Natural-language object grounding data:
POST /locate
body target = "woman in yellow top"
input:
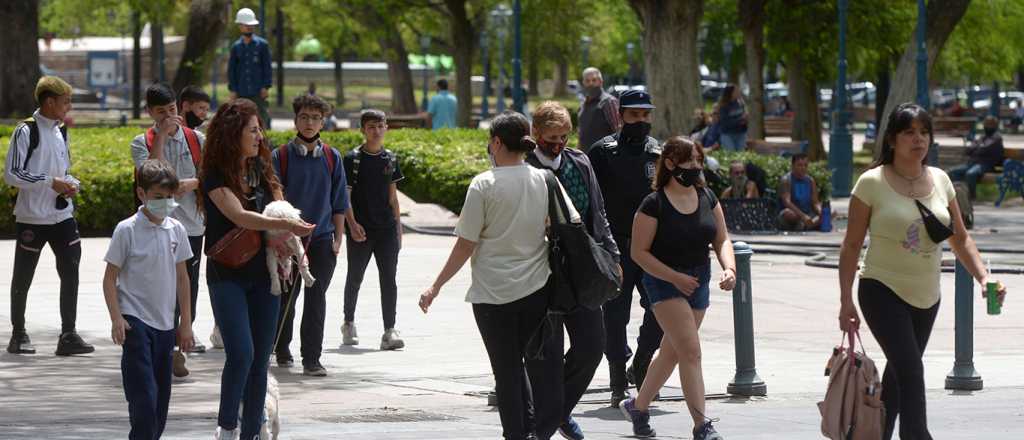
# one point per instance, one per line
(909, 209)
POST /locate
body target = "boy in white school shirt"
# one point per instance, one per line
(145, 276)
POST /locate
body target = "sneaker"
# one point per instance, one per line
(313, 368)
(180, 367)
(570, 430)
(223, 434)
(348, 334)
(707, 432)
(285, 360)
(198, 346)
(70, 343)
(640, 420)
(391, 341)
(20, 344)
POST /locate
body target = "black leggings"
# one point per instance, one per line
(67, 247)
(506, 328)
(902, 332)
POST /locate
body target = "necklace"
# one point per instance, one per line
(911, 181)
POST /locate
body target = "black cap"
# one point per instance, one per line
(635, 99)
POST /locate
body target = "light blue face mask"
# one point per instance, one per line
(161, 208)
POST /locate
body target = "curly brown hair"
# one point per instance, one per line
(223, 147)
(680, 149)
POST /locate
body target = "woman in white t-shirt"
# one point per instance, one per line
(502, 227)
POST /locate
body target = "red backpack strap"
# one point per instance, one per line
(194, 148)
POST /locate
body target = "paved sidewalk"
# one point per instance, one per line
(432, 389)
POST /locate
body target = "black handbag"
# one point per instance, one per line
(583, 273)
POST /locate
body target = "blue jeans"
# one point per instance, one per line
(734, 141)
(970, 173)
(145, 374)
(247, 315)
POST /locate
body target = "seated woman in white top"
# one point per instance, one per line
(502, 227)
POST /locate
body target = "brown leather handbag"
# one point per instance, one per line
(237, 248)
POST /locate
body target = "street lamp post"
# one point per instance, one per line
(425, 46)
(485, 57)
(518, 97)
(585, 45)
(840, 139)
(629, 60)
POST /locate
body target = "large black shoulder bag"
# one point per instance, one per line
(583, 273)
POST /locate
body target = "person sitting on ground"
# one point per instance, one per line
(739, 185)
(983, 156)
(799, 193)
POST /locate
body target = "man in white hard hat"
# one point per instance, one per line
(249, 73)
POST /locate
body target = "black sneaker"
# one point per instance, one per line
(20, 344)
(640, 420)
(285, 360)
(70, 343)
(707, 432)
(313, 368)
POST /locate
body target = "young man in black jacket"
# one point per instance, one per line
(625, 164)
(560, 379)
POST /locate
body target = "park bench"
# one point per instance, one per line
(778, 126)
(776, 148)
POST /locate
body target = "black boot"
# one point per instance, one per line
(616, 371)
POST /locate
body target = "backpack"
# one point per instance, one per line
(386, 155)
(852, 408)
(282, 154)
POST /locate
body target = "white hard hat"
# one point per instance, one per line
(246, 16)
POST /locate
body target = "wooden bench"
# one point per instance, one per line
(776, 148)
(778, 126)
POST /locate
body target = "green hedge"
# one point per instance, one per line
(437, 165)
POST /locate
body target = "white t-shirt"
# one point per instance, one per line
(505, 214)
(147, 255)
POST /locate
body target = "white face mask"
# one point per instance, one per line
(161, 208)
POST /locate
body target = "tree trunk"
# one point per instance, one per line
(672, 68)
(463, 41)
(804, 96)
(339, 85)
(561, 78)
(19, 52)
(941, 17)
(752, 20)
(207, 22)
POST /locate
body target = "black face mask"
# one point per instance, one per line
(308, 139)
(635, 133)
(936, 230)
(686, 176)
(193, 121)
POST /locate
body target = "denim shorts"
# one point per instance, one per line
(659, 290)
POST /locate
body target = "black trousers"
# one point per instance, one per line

==

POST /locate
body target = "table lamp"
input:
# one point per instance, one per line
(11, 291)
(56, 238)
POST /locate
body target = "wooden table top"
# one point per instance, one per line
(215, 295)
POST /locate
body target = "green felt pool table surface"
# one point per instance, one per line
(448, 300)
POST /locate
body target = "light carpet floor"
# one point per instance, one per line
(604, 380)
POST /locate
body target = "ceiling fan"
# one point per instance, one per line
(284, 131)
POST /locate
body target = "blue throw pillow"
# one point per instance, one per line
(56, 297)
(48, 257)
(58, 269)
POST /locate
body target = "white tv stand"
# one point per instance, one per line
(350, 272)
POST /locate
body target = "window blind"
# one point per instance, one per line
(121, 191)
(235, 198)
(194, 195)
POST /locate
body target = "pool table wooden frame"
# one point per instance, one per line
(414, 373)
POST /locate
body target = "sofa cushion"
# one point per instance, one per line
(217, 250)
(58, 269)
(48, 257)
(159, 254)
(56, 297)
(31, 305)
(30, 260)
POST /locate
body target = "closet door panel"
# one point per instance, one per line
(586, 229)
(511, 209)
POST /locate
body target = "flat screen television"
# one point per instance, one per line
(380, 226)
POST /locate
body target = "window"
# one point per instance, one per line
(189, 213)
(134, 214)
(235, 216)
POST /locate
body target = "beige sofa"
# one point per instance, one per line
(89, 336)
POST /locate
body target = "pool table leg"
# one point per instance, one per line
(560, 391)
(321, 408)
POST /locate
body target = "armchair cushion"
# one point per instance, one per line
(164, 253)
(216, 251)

Work to be completed:
Search the entries for the word "light" and gather every line where it appears.

Response to the task:
body target = "light blue face mask"
body target = "light carpet floor"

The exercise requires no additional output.